- _EXERCISE_
Transcribe the entries exactly as each line appears.

- _THE DATA_

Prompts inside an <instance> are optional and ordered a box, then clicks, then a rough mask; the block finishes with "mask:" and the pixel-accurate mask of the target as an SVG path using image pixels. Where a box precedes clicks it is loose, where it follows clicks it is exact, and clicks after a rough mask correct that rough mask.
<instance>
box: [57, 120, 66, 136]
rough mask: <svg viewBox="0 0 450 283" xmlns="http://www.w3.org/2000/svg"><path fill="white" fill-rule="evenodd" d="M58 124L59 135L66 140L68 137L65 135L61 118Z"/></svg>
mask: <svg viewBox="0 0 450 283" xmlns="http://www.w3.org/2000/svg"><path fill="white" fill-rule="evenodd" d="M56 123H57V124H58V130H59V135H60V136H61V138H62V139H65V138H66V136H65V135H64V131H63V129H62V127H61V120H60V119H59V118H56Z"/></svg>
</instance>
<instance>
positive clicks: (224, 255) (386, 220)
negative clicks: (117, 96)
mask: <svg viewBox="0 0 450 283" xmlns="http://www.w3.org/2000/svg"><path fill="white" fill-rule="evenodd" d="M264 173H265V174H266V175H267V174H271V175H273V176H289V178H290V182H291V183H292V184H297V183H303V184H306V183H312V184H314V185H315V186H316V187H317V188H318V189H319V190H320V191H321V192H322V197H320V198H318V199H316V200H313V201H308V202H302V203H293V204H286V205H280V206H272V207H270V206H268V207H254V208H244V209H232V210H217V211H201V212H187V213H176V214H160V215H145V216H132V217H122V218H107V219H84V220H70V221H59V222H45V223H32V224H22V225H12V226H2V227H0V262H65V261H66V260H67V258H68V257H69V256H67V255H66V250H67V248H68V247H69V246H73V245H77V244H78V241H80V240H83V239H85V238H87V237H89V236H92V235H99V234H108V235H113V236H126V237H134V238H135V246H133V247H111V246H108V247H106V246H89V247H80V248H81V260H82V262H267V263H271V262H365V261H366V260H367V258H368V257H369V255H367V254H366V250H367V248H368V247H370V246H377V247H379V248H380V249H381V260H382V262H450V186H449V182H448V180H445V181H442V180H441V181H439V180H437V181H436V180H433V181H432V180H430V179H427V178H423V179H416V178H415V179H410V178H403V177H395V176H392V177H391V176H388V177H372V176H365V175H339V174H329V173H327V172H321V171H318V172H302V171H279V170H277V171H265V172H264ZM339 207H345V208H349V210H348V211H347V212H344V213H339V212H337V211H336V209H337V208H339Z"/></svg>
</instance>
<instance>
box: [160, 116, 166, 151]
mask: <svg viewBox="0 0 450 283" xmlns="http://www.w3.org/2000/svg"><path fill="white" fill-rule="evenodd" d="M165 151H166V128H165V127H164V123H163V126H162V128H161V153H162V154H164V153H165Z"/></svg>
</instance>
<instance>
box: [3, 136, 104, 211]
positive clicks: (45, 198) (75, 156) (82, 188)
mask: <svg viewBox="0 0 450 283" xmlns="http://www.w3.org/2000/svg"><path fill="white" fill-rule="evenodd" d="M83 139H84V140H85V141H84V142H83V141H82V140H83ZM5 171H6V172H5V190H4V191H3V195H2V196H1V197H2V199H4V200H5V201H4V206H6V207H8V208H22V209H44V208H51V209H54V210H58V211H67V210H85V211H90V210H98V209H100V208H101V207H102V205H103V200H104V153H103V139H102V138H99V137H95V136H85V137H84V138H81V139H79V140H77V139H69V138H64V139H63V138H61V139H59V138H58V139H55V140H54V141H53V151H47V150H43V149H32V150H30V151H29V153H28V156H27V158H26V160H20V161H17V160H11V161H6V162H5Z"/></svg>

- _SOLUTION TO THIS EXERCISE_
Prompts inside an <instance> are optional and ordered a box, then clicks, then a rough mask; the block finishes with "mask:" and the pixel-accurate mask of the target as an SVG path using image pixels. Where a box precedes clicks it is loose, where it follows clicks it is exact, and clicks after a rough mask correct that rough mask.
<instance>
box: [57, 120, 66, 136]
rough mask: <svg viewBox="0 0 450 283" xmlns="http://www.w3.org/2000/svg"><path fill="white" fill-rule="evenodd" d="M58 124L59 135L66 140L68 137L65 135L61 118Z"/></svg>
mask: <svg viewBox="0 0 450 283" xmlns="http://www.w3.org/2000/svg"><path fill="white" fill-rule="evenodd" d="M56 123H57V124H58V130H59V135H60V136H61V138H62V139H65V138H66V136H65V135H64V131H63V129H62V127H61V120H60V119H59V118H56Z"/></svg>
</instance>
<instance>
positive clicks: (224, 255) (386, 220)
negative clicks: (117, 96)
mask: <svg viewBox="0 0 450 283" xmlns="http://www.w3.org/2000/svg"><path fill="white" fill-rule="evenodd" d="M264 173H265V174H266V175H267V174H271V175H273V176H289V178H290V182H291V183H292V184H297V183H303V184H306V183H312V184H314V185H315V186H316V187H317V188H318V189H319V190H320V191H321V192H322V197H320V198H318V199H316V200H313V201H308V202H302V203H293V204H286V205H280V206H272V207H270V206H268V207H254V208H244V209H232V210H217V211H201V212H187V213H176V214H160V215H145V216H132V217H122V218H107V219H84V220H70V221H59V222H45V223H32V224H22V225H12V226H2V227H0V262H65V261H66V260H67V258H68V257H69V256H67V255H66V250H67V248H68V247H69V246H73V245H77V244H78V241H80V240H83V239H85V238H87V237H89V236H92V235H99V234H108V235H113V236H126V237H134V238H135V246H133V247H111V246H108V247H106V246H89V247H80V248H81V260H82V262H267V263H271V262H365V261H366V260H367V258H368V257H369V255H367V254H366V250H367V248H368V247H370V246H377V247H379V248H380V249H381V260H382V262H450V186H449V182H448V180H445V181H442V180H441V181H439V180H437V181H436V180H433V181H432V180H430V179H427V178H423V179H416V178H415V179H410V178H403V177H395V176H392V177H391V176H388V177H372V176H365V175H339V174H329V173H327V172H321V171H318V172H302V171H279V170H277V171H265V172H264ZM339 207H345V208H349V210H348V211H347V212H344V213H339V212H337V211H336V209H337V208H339Z"/></svg>
</instance>
<instance>
box: [160, 116, 166, 151]
mask: <svg viewBox="0 0 450 283" xmlns="http://www.w3.org/2000/svg"><path fill="white" fill-rule="evenodd" d="M165 151H166V128H165V127H164V123H163V126H162V128H161V153H162V154H164V153H165Z"/></svg>
</instance>
<instance>
box: [3, 136, 104, 211]
positive clicks: (45, 198) (75, 156) (82, 188)
mask: <svg viewBox="0 0 450 283" xmlns="http://www.w3.org/2000/svg"><path fill="white" fill-rule="evenodd" d="M83 139H84V140H85V141H84V142H83V141H82V140H83ZM5 171H6V172H5V190H4V191H3V195H2V196H1V197H2V199H4V200H5V201H4V206H6V207H8V208H22V209H44V208H51V209H54V210H58V211H67V210H85V211H90V210H98V209H100V208H101V207H102V205H103V200H104V153H103V139H102V138H99V137H95V136H85V137H84V138H81V139H79V140H77V139H69V138H64V139H63V138H61V139H59V138H58V139H55V140H54V141H53V151H47V150H43V149H32V150H30V151H29V153H28V156H27V158H26V160H20V161H17V160H11V161H6V162H5Z"/></svg>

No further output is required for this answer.